* Begin ENTRIES *

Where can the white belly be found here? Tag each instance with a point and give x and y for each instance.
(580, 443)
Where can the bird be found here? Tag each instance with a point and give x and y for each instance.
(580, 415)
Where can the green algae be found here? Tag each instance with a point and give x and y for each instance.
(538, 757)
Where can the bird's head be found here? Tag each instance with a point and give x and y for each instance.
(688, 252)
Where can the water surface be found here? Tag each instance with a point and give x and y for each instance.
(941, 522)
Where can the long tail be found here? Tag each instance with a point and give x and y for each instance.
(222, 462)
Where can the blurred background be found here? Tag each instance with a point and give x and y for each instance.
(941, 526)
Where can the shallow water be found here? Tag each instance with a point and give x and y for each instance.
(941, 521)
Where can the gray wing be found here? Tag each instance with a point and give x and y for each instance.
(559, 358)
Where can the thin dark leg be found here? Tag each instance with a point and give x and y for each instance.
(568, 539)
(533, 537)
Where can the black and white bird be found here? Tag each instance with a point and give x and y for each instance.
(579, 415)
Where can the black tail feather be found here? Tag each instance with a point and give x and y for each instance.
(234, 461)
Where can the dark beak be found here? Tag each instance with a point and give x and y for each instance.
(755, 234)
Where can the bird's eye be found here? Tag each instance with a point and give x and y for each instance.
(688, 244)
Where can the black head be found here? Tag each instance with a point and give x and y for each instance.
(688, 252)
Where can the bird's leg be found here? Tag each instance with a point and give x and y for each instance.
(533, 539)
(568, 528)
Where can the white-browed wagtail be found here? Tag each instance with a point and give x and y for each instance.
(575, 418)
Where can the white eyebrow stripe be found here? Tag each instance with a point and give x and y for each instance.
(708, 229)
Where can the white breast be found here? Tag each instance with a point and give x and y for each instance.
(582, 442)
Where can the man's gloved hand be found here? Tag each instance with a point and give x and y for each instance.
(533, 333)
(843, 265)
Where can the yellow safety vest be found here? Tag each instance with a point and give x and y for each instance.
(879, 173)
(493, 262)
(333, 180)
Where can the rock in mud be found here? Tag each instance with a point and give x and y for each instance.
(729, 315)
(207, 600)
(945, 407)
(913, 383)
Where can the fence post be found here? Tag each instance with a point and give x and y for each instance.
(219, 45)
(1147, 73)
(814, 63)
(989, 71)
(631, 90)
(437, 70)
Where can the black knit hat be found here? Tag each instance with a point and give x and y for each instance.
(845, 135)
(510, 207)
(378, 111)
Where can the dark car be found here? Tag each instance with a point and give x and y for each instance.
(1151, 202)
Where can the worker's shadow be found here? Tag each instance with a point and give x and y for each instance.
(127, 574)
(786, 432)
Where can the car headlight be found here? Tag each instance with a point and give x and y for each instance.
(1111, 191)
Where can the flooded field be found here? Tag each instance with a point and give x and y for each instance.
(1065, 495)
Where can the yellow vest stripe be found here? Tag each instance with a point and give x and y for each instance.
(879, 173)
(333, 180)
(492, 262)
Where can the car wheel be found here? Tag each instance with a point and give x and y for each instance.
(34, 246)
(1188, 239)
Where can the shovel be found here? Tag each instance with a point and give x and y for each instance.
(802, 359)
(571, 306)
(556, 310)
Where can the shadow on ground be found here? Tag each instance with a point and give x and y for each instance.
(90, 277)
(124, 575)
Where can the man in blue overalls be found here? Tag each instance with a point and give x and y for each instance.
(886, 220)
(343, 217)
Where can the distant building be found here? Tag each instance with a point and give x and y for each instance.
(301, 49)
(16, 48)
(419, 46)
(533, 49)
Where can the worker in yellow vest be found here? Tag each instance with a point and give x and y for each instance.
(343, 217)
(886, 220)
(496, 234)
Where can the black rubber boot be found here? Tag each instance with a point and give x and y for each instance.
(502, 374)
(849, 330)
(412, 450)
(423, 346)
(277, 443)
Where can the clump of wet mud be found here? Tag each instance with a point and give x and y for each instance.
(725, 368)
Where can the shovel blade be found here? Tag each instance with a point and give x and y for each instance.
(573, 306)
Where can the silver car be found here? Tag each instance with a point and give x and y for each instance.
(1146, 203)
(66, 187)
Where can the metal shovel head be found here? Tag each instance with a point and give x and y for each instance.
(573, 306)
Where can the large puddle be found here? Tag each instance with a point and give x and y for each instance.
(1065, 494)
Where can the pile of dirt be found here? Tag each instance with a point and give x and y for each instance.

* End ENTRIES *

*EXERCISE PROMPT*. Convert the listing above into a JSON list of strings, one string per line, leaving out any blank lines.

*ANSWER IN FULL*.
[
  "Where can the white belly be found here? Tag each instance with a point and give x and y for each instance.",
  "(580, 443)",
  "Where can the bird be found here? Tag each instance with a point and give x and y for each instance.",
  "(580, 415)",
  "Where can the green algae be found here? Tag each instance with a point and give x and y for each instance.",
  "(538, 757)",
  "Where can the bird's head be found here? Tag each instance with a point and give x and y for each instance.",
  "(688, 252)",
  "Where can the water surface be found here? Tag each instance with a point and give x and y for each instance.",
  "(941, 522)",
  "Where can the long tail be found here? Tag each instance with a point and give x and y for each instance.",
  "(222, 462)",
  "Where can the blurred background be found here? Tag each instance with a point and give x and y for each instance.",
  "(941, 526)",
  "Where can the shallow water be found here? Tag each instance with a point and give x and y for each instance.",
  "(941, 521)",
  "Where can the gray wing be found here? Tag each instance with a point and give x and y for each instance.",
  "(559, 358)",
  "Where can the thin dark leg be found here? Tag each instance with a point and give x and y for each instance.",
  "(568, 539)",
  "(533, 537)",
  "Where can the black and white bird be found here? Tag each instance with a point and give x and y for each instance.",
  "(579, 415)",
  "Where can the black tail feather be found here? Tag each instance with a point and give x and y for each instance.",
  "(234, 461)",
  "Where can the dark beak be found here? Tag each instance with a point and give x and y for each instance.",
  "(755, 234)",
  "Where can the bird's eye be found here? Tag each instance with a point and give x and y for each instance.",
  "(688, 244)",
  "Where can the black head be found here? Tag each instance with a point and give x and y for each instance.",
  "(688, 252)",
  "Where can the bird's leg be found here? Tag each instance with a point and give x and y for each instance.",
  "(533, 539)",
  "(568, 528)",
  "Where can the white-browed wagtail be found here? Tag each instance with a point and give x and y for each instance.",
  "(575, 418)",
  "Where can the white eyebrow stripe be found here? Tag each instance with a point and give x and y for each instance.",
  "(708, 229)",
  "Where can the white breast be found here? Tag each instance with a point and give x and y for each instance.",
  "(582, 442)",
  "Where can the man's gloved hand be found here? Tag each instance with a point and give x and y for each instance.",
  "(533, 333)",
  "(843, 265)",
  "Where can the yellow safety vest be found here? Tag each instance with a point and give x and y for each instance.",
  "(879, 173)",
  "(493, 262)",
  "(333, 180)",
  "Where can the rock in mud be found here? Tag each instance with a point and give x and y for each instance.",
  "(729, 315)",
  "(207, 600)",
  "(945, 407)",
  "(913, 383)",
  "Where can the fence post be found here? Tag each instance with a point and give x and y for each instance.",
  "(219, 45)",
  "(1147, 73)",
  "(814, 63)",
  "(989, 71)",
  "(631, 90)",
  "(437, 70)",
  "Where can the black knit hat be found here? Tag each instance with a point and give x and y for each instance.",
  "(845, 135)",
  "(510, 207)",
  "(378, 111)",
  "Where can the dark car be found here? Tag each instance with a point and give x and y for each instance.",
  "(1151, 202)",
  "Where can the worker's shadow be found here? Tag each instance with a point and give x and y for each instance.",
  "(127, 574)",
  "(786, 432)",
  "Where can the car headlight be found here? Tag each instance with a point and give x and y for each instance.",
  "(1111, 191)",
  "Where can the flooded field be found here? Tag each instance with a point and give x and y for each instance.",
  "(1065, 495)",
  "Where can the yellow vest stripe be found here? Tag each instance with a point and give x and y for each instance.",
  "(879, 173)",
  "(333, 180)",
  "(492, 262)",
  "Where can the car wheel be found here? Tag each instance with a point and give x and y for each instance.",
  "(34, 246)",
  "(1188, 239)",
  "Where can the shovel be found here? Tag each instance with a point and give x and y for each instance.",
  "(802, 359)",
  "(571, 306)",
  "(556, 310)",
  "Where can the shadow on ground be found here? Tag each instance with a point and give x and y for each instance.",
  "(90, 277)",
  "(124, 575)",
  "Where can the man in blue overalls be found here? Tag each instance with a point and give x and y for each instance.",
  "(886, 220)",
  "(343, 217)",
  "Where can the distant building be found here? Tag each instance with a point and give x and y for each instance.",
  "(301, 49)",
  "(16, 48)",
  "(419, 46)",
  "(533, 49)",
  "Where can the worker in yellow vest be found here? Tag each instance with a point and give x and y for each instance.",
  "(343, 217)",
  "(886, 220)",
  "(496, 234)",
  "Where can the black rubber boot be found here? Tag each instance with a point and give x and y for each instance.",
  "(502, 374)",
  "(849, 330)",
  "(412, 450)",
  "(423, 346)",
  "(277, 443)",
  "Where can the clump of wet mud be found here? Tag each instance with a point and give x and y for each instance.",
  "(725, 368)",
  "Where can the shovel blade be found here? Tag each instance with a point and give x and y for each instance.",
  "(573, 306)",
  "Where can the silver car be found here? Tag each instance with a point and give x and y for each instance.",
  "(1146, 203)",
  "(66, 187)",
  "Where can the metal shovel head be found here? Tag each instance with a point and give x and y for each instance.",
  "(573, 306)",
  "Where can the large puddle be found here? Tag each instance with a point and give x and y for each instance.",
  "(1065, 494)",
  "Where can the pile of dirt be found here? Tag each instance with a point and give x and y for each instance."
]